— Task to complete —
Each line from the one that contains "yellow plastic handle." to the end of the material must be set down exactly, and no line before it.

— Data section —
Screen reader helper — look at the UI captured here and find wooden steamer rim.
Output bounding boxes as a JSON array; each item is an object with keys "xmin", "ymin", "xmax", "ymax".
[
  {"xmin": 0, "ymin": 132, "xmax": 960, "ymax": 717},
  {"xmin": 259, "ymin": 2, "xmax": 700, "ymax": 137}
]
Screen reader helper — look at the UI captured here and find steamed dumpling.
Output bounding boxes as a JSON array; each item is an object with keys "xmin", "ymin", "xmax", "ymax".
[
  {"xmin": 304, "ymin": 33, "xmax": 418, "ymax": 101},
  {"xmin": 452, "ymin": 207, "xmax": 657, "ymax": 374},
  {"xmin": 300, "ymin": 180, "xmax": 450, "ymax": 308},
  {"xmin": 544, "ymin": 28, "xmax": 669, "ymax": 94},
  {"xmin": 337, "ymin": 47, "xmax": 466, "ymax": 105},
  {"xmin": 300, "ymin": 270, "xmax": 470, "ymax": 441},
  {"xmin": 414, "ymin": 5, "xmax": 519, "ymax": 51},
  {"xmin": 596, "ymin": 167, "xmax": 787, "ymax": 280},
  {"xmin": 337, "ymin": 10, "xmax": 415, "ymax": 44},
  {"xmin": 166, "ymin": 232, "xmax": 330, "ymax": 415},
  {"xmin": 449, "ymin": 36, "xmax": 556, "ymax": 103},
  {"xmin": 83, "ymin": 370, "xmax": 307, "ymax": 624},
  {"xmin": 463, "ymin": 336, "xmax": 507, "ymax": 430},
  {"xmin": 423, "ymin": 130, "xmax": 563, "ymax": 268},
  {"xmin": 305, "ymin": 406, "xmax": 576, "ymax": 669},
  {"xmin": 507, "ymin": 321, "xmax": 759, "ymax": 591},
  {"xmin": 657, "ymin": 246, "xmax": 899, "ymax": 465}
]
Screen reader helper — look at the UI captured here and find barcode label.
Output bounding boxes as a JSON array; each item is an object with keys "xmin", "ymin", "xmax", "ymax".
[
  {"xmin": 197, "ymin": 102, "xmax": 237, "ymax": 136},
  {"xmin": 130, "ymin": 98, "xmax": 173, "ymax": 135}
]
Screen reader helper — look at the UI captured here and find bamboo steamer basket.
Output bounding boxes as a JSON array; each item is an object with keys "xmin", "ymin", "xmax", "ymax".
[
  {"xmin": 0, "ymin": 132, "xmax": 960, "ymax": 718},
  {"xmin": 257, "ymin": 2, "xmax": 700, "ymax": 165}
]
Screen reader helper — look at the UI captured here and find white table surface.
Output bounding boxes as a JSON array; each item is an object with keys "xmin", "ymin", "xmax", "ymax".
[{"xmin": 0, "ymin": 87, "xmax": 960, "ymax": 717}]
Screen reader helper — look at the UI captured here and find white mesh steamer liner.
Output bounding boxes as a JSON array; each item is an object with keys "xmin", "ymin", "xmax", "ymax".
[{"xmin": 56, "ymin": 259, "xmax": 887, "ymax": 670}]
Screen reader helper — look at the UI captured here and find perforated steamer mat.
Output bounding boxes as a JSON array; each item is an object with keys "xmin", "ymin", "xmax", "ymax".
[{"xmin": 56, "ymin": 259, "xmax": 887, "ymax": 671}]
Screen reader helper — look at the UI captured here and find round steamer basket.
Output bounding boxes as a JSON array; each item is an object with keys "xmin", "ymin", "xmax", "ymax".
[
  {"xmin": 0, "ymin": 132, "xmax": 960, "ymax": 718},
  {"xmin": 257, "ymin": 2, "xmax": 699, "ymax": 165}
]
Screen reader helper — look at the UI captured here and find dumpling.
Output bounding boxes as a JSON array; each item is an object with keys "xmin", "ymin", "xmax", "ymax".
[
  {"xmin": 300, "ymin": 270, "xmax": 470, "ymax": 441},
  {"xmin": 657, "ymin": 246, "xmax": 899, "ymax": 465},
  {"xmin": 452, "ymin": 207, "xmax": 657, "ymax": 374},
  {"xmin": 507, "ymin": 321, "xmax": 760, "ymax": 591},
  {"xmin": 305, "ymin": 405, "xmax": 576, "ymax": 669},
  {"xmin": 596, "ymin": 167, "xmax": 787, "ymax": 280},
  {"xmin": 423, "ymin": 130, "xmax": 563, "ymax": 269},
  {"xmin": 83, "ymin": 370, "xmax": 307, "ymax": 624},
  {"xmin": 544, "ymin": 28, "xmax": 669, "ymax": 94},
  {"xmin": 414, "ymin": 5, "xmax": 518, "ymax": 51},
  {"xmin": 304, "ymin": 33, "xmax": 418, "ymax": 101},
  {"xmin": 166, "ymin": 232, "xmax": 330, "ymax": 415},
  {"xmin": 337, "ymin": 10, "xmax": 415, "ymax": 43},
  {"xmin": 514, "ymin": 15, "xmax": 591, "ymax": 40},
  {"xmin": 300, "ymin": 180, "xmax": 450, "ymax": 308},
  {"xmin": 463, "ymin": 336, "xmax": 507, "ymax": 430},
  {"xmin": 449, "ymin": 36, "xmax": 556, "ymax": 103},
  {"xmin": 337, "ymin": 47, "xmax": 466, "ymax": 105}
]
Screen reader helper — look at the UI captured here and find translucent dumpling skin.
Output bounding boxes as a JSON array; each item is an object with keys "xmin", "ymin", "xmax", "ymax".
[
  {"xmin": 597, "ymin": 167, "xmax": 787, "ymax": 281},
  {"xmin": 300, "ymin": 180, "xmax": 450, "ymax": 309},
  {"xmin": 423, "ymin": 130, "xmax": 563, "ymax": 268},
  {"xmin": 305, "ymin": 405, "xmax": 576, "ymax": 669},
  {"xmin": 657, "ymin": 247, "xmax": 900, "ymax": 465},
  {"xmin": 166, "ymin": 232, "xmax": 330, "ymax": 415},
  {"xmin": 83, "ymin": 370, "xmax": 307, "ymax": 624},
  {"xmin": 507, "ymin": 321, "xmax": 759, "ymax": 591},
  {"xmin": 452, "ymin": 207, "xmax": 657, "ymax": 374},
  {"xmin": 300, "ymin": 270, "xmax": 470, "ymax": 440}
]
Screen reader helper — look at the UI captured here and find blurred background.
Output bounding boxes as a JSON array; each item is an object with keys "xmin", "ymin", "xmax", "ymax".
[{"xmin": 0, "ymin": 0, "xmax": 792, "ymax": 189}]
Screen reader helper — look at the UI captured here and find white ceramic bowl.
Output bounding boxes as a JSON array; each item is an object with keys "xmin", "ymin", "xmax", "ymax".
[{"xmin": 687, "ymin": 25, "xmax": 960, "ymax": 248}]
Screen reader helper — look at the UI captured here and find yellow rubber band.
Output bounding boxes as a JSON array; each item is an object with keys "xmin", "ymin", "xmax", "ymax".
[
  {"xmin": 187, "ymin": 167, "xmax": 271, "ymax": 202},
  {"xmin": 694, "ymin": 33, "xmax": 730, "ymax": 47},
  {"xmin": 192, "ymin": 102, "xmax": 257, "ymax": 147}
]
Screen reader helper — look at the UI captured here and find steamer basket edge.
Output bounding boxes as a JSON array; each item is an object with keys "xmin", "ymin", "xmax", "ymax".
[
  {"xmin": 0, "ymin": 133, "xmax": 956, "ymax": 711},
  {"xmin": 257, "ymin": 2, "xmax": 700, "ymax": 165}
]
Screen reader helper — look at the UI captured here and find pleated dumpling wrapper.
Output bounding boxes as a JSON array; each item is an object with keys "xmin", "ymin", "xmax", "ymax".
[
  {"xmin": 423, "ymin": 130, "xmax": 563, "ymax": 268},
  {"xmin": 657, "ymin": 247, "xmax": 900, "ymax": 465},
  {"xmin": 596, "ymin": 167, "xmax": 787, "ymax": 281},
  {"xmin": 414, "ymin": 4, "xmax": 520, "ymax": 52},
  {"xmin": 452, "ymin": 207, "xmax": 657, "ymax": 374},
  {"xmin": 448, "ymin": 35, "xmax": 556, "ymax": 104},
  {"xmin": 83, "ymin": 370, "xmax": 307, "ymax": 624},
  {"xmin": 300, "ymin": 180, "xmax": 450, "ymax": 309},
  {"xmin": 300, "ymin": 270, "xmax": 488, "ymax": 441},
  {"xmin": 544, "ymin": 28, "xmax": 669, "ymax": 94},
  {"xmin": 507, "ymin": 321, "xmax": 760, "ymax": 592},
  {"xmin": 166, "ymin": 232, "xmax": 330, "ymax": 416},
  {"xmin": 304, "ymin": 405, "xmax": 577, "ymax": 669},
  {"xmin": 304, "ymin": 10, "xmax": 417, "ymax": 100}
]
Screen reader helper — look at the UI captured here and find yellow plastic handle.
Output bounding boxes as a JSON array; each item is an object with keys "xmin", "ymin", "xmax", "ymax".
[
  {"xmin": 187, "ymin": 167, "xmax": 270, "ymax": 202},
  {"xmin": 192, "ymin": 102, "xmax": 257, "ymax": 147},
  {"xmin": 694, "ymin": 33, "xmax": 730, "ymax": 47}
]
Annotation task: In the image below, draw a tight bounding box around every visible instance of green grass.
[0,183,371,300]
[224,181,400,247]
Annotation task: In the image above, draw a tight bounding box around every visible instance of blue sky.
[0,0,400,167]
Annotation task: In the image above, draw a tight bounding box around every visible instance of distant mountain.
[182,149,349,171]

— Solution to this task —
Screen reader helper — look at the UI captured here and find yellow plastic handle.
Output bounding boxes as a JSON array; each item is an object with keys "xmin", "ymin", "xmax", "ymax".
[
  {"xmin": 187, "ymin": 167, "xmax": 270, "ymax": 202},
  {"xmin": 192, "ymin": 102, "xmax": 257, "ymax": 147},
  {"xmin": 694, "ymin": 33, "xmax": 730, "ymax": 47}
]
Annotation task: In the image below, draw a tight bounding box around every visible instance of green grass.
[0,183,371,300]
[224,181,400,247]
Annotation task: In the image above, draw a tight bounding box around every visible instance of blue sky.
[0,0,400,167]
Annotation task: In the image above, draw a tight bounding box around every visible instance of distant mountain.
[182,149,349,171]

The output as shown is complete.